Source text -
-- Opening Marker --
Some energy suppliers will let you move your fixed tariff to the new property when you move home. This is useful if you’re on a good deal or want to avoid exit fees.

Even so, you may find that your fixed-rate tariff changes. This is because energy prices can vary depending on where you are in the UK. If you’re moving to a different part of the country, it may be that you can’t keep your current rate.

Not all energy suppliers will let their customers stick to the same deal. To be sure, get in touch with your supplier.

What to do with your energy suppliers before you move

Before you move out of your old property, here’s what you’ll need to do

  • Consider your options

    Check your current tariff to see if you’ll be charged an exit fee for leaving your contract early. You can then compare your tariff with other available deals and see if it's cheaper to keep your current tariff or pay an exit fee and switch
  • Call your energy supplier

    If it looks like you’re better off staying with your existing tariff, contact your energy supplier two weeks before you move so they can transfer your account to your new address.
-- Closing Marker --
What is required -
Update the passage on moving your energy tariff, starting at "Some energy suppliers" and ending at "with your supplier.", by changing "energy suppliers" to "energy providers". The data that follow come from a different source than the text above.

Source information -
-- Opening Marker --
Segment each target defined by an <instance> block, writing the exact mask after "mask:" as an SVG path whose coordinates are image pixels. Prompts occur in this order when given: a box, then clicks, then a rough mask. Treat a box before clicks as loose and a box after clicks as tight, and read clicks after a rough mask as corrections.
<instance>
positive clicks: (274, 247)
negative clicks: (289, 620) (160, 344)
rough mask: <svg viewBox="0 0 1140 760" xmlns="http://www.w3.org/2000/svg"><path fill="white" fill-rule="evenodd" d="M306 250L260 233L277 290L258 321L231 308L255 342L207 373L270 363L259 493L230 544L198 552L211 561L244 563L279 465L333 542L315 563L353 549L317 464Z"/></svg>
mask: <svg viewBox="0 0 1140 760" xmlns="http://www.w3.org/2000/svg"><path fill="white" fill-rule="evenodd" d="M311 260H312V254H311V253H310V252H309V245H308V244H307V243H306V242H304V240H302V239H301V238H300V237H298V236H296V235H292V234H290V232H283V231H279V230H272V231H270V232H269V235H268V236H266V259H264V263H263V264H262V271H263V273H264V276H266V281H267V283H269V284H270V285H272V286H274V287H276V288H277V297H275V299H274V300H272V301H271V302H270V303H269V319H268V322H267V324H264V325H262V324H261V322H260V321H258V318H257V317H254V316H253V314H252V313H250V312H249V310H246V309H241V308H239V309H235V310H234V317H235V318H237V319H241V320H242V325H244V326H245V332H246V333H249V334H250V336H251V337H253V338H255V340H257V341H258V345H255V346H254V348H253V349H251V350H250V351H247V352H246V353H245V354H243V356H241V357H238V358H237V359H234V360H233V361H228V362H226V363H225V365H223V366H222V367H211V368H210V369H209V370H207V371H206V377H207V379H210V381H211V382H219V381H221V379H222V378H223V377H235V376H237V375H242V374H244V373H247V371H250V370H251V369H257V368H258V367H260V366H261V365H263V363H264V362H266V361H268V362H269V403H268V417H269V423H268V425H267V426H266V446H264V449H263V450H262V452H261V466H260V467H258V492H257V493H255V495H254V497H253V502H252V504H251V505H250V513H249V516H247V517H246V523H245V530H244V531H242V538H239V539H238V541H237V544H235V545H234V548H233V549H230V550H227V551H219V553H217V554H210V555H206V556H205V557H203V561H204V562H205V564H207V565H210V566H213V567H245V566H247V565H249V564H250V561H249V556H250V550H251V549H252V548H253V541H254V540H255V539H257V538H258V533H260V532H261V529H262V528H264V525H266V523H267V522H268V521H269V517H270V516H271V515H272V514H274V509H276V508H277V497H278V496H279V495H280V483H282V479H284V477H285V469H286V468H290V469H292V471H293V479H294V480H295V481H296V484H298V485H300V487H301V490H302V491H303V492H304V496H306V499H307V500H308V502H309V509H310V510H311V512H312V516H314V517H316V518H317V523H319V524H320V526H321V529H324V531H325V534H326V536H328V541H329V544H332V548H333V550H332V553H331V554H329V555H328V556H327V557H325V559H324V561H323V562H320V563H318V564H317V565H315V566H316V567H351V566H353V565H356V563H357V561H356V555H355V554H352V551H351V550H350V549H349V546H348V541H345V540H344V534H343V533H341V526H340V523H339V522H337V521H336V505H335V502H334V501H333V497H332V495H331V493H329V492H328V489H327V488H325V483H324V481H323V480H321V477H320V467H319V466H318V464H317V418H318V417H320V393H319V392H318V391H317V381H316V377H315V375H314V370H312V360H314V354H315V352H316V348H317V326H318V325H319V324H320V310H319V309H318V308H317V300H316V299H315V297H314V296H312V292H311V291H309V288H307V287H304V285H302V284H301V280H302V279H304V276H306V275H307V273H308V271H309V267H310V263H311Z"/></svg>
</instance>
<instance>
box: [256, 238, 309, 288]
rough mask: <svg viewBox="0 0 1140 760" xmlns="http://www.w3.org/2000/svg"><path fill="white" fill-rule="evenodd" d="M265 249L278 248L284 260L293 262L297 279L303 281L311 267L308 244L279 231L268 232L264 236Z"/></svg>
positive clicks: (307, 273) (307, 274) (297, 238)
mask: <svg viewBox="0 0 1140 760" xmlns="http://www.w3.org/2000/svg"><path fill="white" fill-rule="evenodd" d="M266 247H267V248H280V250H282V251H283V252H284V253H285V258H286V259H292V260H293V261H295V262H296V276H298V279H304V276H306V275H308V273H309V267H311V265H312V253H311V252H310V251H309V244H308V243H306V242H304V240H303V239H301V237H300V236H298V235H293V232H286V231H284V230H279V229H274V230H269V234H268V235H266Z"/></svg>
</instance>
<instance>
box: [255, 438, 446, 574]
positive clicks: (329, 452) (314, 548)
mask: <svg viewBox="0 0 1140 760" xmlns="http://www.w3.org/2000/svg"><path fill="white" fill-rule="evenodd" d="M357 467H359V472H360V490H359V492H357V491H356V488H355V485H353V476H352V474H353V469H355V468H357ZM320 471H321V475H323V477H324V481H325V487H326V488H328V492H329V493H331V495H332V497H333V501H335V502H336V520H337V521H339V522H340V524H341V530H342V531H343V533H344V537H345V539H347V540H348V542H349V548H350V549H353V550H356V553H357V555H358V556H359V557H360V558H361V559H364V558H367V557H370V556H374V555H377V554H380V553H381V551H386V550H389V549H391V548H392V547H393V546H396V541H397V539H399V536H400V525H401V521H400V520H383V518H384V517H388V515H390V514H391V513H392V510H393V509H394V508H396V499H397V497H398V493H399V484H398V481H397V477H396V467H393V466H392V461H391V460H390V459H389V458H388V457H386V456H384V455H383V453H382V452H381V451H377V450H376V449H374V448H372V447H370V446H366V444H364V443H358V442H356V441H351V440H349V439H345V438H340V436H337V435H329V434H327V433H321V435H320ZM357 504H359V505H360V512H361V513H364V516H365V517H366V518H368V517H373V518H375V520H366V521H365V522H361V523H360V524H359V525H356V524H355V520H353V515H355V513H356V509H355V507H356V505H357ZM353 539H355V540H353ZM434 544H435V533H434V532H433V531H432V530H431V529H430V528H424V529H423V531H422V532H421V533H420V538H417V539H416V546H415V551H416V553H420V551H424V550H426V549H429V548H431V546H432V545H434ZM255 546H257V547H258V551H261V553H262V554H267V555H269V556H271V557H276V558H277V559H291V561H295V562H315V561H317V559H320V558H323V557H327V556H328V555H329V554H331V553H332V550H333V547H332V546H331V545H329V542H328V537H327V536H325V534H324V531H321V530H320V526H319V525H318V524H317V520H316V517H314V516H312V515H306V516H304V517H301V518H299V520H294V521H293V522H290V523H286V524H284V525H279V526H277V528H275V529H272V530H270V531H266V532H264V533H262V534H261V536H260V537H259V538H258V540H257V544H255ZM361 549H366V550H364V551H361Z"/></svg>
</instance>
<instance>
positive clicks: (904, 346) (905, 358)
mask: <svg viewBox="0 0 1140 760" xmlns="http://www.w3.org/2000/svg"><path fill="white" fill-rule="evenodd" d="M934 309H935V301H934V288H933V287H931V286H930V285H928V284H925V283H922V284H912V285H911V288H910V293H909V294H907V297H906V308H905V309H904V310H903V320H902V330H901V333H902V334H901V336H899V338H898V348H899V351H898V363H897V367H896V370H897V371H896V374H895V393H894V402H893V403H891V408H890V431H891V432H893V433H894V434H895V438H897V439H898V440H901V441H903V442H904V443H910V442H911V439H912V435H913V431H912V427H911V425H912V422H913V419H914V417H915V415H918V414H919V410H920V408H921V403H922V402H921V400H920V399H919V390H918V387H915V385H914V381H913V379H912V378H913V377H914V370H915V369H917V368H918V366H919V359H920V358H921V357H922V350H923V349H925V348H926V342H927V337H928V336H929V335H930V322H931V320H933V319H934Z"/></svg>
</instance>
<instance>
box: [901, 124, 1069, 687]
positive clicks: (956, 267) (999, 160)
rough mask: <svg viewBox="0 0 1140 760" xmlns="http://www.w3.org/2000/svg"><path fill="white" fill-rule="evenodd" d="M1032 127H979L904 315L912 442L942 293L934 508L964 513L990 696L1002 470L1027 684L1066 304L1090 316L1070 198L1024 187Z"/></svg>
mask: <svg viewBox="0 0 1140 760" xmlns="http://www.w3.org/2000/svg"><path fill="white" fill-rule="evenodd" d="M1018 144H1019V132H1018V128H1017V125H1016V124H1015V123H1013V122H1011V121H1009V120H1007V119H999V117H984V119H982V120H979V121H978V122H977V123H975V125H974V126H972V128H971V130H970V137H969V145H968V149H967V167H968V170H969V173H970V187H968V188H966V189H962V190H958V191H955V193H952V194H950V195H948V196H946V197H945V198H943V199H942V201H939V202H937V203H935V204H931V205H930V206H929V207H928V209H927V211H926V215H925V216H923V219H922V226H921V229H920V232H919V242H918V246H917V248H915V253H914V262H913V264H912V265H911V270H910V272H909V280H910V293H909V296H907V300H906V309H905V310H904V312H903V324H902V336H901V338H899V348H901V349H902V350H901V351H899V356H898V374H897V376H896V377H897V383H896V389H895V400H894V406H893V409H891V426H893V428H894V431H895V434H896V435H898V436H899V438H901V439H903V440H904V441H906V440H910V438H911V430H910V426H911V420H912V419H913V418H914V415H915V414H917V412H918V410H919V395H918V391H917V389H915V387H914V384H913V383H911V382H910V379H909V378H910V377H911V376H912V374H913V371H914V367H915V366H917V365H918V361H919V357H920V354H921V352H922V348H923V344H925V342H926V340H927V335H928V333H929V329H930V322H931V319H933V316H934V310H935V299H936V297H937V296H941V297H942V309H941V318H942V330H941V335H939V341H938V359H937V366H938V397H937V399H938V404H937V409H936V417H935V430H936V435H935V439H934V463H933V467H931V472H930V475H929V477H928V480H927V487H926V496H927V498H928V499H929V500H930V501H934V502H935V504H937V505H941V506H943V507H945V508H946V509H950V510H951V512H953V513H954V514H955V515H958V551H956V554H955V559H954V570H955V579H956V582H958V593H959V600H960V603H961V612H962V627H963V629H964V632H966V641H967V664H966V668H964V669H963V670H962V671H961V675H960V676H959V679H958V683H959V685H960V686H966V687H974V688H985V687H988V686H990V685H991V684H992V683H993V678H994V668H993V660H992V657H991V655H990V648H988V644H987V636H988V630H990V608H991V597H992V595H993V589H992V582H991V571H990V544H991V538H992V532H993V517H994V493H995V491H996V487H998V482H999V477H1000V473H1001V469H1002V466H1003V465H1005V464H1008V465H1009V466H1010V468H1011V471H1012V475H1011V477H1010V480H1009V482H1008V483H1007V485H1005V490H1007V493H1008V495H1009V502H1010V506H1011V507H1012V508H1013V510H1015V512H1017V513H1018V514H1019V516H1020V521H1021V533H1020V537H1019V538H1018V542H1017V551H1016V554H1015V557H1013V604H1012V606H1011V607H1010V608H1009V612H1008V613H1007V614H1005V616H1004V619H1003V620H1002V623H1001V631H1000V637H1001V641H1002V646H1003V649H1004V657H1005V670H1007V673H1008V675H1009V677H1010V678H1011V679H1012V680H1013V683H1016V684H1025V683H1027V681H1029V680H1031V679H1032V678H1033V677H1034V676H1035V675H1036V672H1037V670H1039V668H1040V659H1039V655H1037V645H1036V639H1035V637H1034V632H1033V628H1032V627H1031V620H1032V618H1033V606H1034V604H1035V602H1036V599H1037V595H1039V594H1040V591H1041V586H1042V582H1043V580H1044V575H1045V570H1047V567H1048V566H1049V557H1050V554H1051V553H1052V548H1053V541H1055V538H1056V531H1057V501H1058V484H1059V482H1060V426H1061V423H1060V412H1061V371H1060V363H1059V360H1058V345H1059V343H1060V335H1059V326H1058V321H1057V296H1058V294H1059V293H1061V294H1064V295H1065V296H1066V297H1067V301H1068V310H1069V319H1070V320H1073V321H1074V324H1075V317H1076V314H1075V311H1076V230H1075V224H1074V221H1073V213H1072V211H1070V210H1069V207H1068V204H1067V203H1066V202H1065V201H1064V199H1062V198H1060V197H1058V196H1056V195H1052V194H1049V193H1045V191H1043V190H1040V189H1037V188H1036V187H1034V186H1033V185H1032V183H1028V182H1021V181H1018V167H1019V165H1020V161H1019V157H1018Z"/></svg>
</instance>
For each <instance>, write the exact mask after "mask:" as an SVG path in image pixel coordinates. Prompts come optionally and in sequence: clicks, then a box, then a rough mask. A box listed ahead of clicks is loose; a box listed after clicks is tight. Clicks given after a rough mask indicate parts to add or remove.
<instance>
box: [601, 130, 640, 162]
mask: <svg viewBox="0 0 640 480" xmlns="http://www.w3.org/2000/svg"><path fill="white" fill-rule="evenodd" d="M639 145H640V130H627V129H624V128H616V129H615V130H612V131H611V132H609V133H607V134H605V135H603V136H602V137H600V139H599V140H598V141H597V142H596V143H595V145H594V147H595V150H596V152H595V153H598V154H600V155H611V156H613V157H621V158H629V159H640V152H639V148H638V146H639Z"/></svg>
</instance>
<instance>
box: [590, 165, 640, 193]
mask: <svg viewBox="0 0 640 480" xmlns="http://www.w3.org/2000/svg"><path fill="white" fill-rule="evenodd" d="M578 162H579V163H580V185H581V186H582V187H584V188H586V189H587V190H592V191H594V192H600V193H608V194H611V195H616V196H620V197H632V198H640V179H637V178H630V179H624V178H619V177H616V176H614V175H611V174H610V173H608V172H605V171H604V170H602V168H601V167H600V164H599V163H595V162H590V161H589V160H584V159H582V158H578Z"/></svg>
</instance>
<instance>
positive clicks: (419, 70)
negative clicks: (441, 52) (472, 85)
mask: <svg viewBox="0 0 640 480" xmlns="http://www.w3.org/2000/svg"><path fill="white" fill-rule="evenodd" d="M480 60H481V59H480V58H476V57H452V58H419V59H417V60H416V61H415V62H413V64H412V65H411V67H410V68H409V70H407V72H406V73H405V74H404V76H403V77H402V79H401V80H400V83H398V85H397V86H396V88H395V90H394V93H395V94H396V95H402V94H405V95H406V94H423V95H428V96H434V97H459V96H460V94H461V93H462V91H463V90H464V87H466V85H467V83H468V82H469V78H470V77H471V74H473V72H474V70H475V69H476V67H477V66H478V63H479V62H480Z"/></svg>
-- Closing Marker --
Written reply -
Some energy providers will let you move your fixed tariff to the new property when you move home. This is useful if you’re on a good deal or want to avoid exit fees.

Even so, you may find that your fixed-rate tariff changes. This is because energy prices can vary depending on where you are in the UK. If you’re moving to a different part of the country, it may be that you can’t keep your current rate.

Not all energy providers will let their customers stick to the same deal. To be sure, get in touch with your supplier.